(TEXT TO READ)
Exact Sciences knows strong partnerships and active involvement in the communities where we do business makes us stronger — our organization and our workforce alike.

We share our support through monetary giving and subsidized volunteer time, and our people are eager to reach out a hand to help. We strive to be good corporate allies, but that doesn’t automatically mean we always know the best way to help. That’s why we look to our community partners, who know how best to approach a community’s unique issues.

Katie Boyce, senior director of corporate impact and community relations at Exact Sciences, reflected recently on our community partnerships during an employee roundtable discussion about allyship. Here’s what she had to say:

Moderator: “How has Exact Sciences partnered with historically overlooked communities to cultivate trust, build relationships, and extend allyship beyond company employees?”

Boyce: “First and foremost, it's important to note that Exact Sciences — and Kevin Conroy, as the CEO and president — have always believed that we need to give back to the communities where we work. Giving back in multiple ways has been a value that we’ve always had. As we have grown as a company, we’ve found ways to work with each individual new community.

(RAW DATA)

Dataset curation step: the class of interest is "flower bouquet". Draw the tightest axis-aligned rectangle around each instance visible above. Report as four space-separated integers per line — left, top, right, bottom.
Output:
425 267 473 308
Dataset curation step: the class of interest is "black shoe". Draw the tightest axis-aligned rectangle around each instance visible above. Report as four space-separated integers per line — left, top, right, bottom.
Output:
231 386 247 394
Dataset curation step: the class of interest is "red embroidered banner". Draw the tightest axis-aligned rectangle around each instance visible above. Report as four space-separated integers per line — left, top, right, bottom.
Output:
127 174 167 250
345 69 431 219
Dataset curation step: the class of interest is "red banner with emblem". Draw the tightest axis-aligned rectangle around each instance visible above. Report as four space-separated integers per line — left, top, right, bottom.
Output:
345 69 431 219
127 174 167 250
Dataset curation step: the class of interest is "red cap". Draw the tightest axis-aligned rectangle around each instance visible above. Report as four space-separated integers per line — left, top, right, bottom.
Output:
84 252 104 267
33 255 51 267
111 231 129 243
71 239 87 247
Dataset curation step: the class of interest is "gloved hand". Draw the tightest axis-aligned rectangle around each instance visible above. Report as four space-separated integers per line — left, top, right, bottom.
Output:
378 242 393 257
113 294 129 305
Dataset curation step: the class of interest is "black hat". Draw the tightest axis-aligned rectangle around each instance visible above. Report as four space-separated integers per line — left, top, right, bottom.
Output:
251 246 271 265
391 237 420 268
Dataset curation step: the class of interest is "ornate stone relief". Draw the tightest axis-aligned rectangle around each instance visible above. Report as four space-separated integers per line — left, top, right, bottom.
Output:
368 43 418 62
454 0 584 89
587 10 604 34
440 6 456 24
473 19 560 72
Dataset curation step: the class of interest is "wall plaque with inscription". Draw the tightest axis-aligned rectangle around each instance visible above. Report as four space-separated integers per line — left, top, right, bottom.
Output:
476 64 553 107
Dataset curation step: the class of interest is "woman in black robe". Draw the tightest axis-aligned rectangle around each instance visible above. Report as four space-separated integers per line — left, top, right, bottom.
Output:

(STATED GOAL)
Reproduce the passage above on Exact Sciences' community partnerships word for word, starting at "Katie Boyce, senior" and ending at "individual new community.".

(EXPECTED ANSWER)
Katie Boyce, senior director of corporate impact and community relations at Exact Sciences, reflected recently on our community partnerships during an employee roundtable discussion about allyship. Here’s what she had to say:

Moderator: “How has Exact Sciences partnered with historically overlooked communities to cultivate trust, build relationships, and extend allyship beyond company employees?”

Boyce: “First and foremost, it's important to note that Exact Sciences — and Kevin Conroy, as the CEO and president — have always believed that we need to give back to the communities where we work. Giving back in multiple ways has been a value that we’ve always had. As we have grown as a company, we’ve found ways to work with each individual new community.